* begin Dataset entries *

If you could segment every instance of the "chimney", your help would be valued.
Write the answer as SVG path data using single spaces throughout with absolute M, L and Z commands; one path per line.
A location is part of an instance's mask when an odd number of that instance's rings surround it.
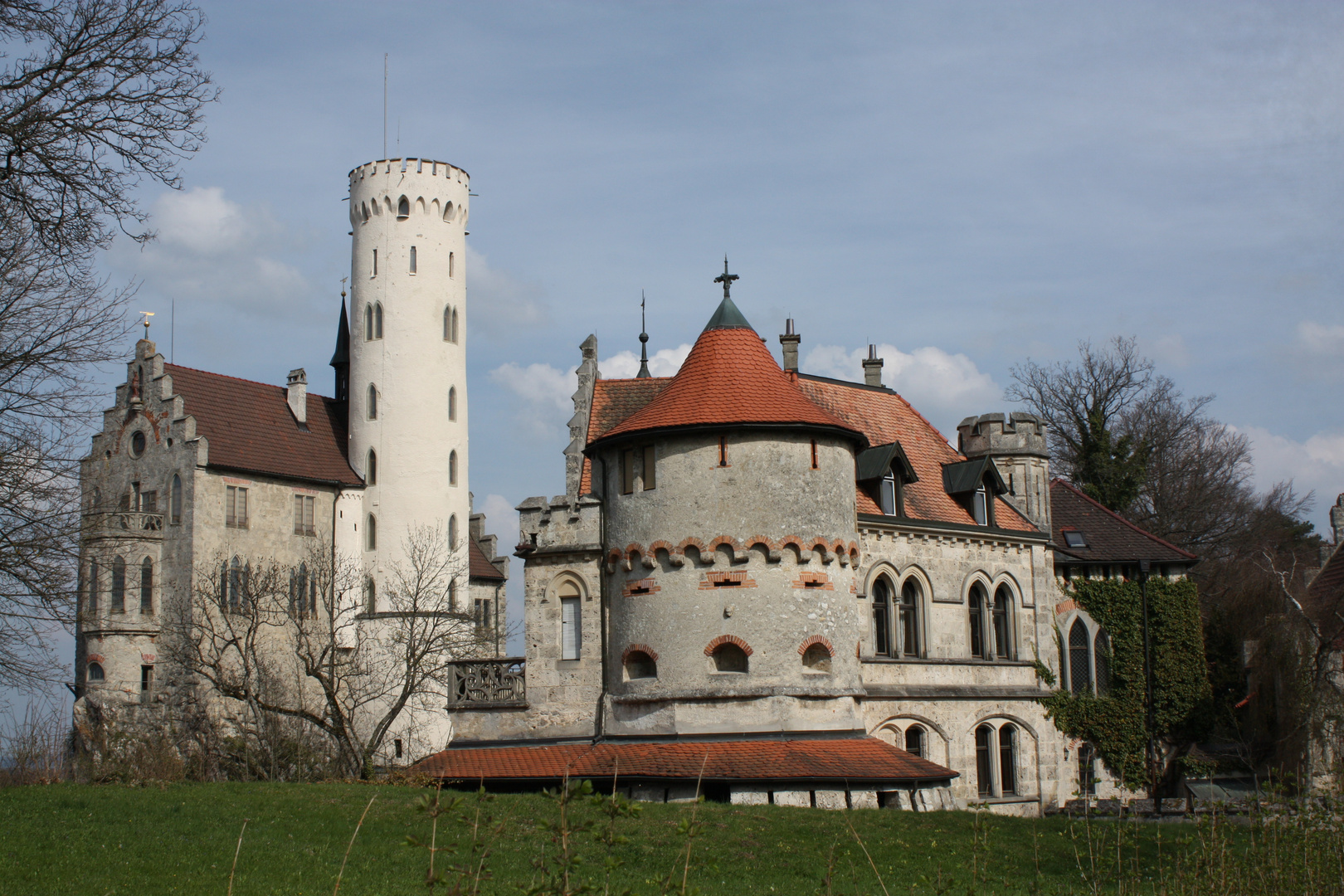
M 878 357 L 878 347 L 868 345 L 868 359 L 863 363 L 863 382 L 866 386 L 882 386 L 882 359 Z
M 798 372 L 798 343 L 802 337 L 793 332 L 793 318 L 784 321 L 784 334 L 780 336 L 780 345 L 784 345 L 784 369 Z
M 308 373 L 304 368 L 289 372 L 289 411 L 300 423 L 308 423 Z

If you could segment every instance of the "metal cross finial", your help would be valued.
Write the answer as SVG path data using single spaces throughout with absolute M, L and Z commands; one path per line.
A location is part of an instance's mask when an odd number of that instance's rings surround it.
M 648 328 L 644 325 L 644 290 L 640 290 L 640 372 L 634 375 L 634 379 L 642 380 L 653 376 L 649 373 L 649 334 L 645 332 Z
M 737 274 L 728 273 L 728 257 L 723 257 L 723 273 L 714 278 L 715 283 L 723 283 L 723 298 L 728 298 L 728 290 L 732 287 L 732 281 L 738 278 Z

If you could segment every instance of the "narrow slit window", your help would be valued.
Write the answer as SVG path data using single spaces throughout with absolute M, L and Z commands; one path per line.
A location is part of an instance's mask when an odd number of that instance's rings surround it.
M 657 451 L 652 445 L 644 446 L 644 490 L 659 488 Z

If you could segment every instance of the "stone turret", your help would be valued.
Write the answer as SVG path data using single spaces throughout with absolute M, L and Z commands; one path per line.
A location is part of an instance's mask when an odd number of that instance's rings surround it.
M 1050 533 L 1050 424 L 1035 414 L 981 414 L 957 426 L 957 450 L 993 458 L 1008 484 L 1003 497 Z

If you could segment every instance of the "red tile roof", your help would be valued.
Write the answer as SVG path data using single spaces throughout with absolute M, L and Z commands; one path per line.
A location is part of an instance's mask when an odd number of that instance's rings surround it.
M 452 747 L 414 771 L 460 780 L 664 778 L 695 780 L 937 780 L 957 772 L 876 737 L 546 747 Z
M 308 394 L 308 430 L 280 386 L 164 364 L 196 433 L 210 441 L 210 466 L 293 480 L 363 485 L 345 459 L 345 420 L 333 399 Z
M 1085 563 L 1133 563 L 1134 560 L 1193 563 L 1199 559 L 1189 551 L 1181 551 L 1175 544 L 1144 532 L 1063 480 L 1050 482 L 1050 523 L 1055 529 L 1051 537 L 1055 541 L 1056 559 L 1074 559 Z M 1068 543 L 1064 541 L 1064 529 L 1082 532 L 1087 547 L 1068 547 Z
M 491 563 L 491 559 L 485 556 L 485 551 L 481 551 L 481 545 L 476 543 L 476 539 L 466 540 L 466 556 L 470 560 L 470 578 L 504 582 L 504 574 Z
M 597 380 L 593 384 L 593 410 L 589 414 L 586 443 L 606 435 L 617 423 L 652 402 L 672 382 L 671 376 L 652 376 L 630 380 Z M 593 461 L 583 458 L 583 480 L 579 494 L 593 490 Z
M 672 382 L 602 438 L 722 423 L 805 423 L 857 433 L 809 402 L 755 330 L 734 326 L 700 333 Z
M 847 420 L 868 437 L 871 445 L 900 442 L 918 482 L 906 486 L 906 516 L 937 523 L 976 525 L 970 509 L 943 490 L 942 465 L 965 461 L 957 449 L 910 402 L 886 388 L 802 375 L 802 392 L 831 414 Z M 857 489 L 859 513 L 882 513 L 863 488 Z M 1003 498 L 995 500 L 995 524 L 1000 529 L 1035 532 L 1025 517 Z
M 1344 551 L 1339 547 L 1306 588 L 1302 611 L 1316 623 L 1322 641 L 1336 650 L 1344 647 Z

* end Dataset entries *

**Objective**: Reproduce the entire listing above word for word, leaving out the picture.

**Complete output**:
If you could segment every instance of the "chimney", your help would be valued.
Write the answer as SVG path data using single spaces throughout with absolute M, L and Z commands; one path per line.
A location is part of an instance's mask when an odd number of that instance's rings surround it.
M 878 357 L 878 347 L 868 345 L 868 359 L 863 363 L 863 382 L 866 386 L 882 386 L 882 359 Z
M 798 372 L 798 343 L 802 337 L 793 332 L 793 318 L 784 321 L 784 334 L 780 336 L 780 345 L 784 345 L 784 369 Z
M 308 373 L 304 368 L 289 372 L 289 411 L 300 423 L 308 423 Z

If you could segment every instance of the "metal cross finial", your help would be valued.
Write the answer as SVG path data using single spaces throughout with absolute M, L and Z commands; one path per line.
A location is part of an instance's mask when an odd number of that instance's rings surround it.
M 648 328 L 644 325 L 644 290 L 640 290 L 640 372 L 634 375 L 634 379 L 642 380 L 653 376 L 649 373 L 649 334 L 645 332 Z
M 737 274 L 728 273 L 728 257 L 723 257 L 723 273 L 714 278 L 715 283 L 723 283 L 723 298 L 728 298 L 728 290 L 732 287 L 732 281 L 738 278 Z

If you could segment every instance of the "narrow slit window", your help would be valued.
Write the answer as SVG path data using single spaces throughout with absolute M, L and Z commands; one path per line.
A location is part of an instance's mask when an odd number of that instance's rings surround it.
M 657 451 L 652 445 L 644 446 L 644 490 L 659 488 Z

If you could segment every instance of the "stone turret", your help would be valued.
Write the answer as SVG path data using single spaces throughout with absolute M, L and Z commands; one path per line.
A location is part of an instance's mask when an odd number of that instance's rings surround it.
M 1050 533 L 1050 424 L 1035 414 L 981 414 L 957 426 L 957 450 L 993 458 L 1008 484 L 1003 497 Z

If you could segment every instance of the "red tile roof", your help would be valued.
Write the answer as SVG path data using single spaces throughout with absolute M, L and Z commands; one path per line.
A location is part of an instance's mask when an odd number of that instance's rings surround it.
M 452 747 L 414 771 L 460 780 L 664 778 L 695 780 L 937 780 L 957 772 L 876 737 L 546 747 Z
M 308 394 L 308 430 L 280 386 L 164 364 L 196 433 L 210 441 L 210 466 L 293 480 L 363 485 L 345 459 L 345 420 L 333 399 Z
M 1085 563 L 1133 563 L 1134 560 L 1193 563 L 1199 559 L 1189 551 L 1181 551 L 1175 544 L 1144 532 L 1063 480 L 1050 482 L 1050 523 L 1055 529 L 1051 537 L 1055 541 L 1056 559 L 1074 559 Z M 1068 543 L 1064 541 L 1064 529 L 1082 532 L 1087 547 L 1068 547 Z
M 491 563 L 491 559 L 485 556 L 485 551 L 481 551 L 481 545 L 476 543 L 476 539 L 466 540 L 466 556 L 470 560 L 470 578 L 504 582 L 504 574 Z
M 597 380 L 593 384 L 593 410 L 589 414 L 586 443 L 606 435 L 617 423 L 652 402 L 672 382 L 671 376 L 652 376 L 630 380 Z M 593 461 L 583 458 L 583 480 L 579 494 L 593 490 Z
M 672 382 L 602 438 L 722 423 L 805 423 L 857 433 L 809 402 L 755 330 L 734 326 L 700 333 Z
M 847 420 L 868 437 L 871 445 L 900 442 L 918 482 L 906 486 L 906 516 L 937 523 L 976 525 L 970 509 L 943 490 L 942 465 L 965 461 L 957 449 L 910 402 L 886 388 L 802 375 L 802 392 L 831 414 Z M 857 489 L 859 513 L 882 513 L 863 488 Z M 1003 498 L 995 500 L 995 524 L 1000 529 L 1035 532 L 1025 517 Z
M 1344 551 L 1339 547 L 1306 588 L 1302 611 L 1316 623 L 1322 641 L 1336 650 L 1344 647 Z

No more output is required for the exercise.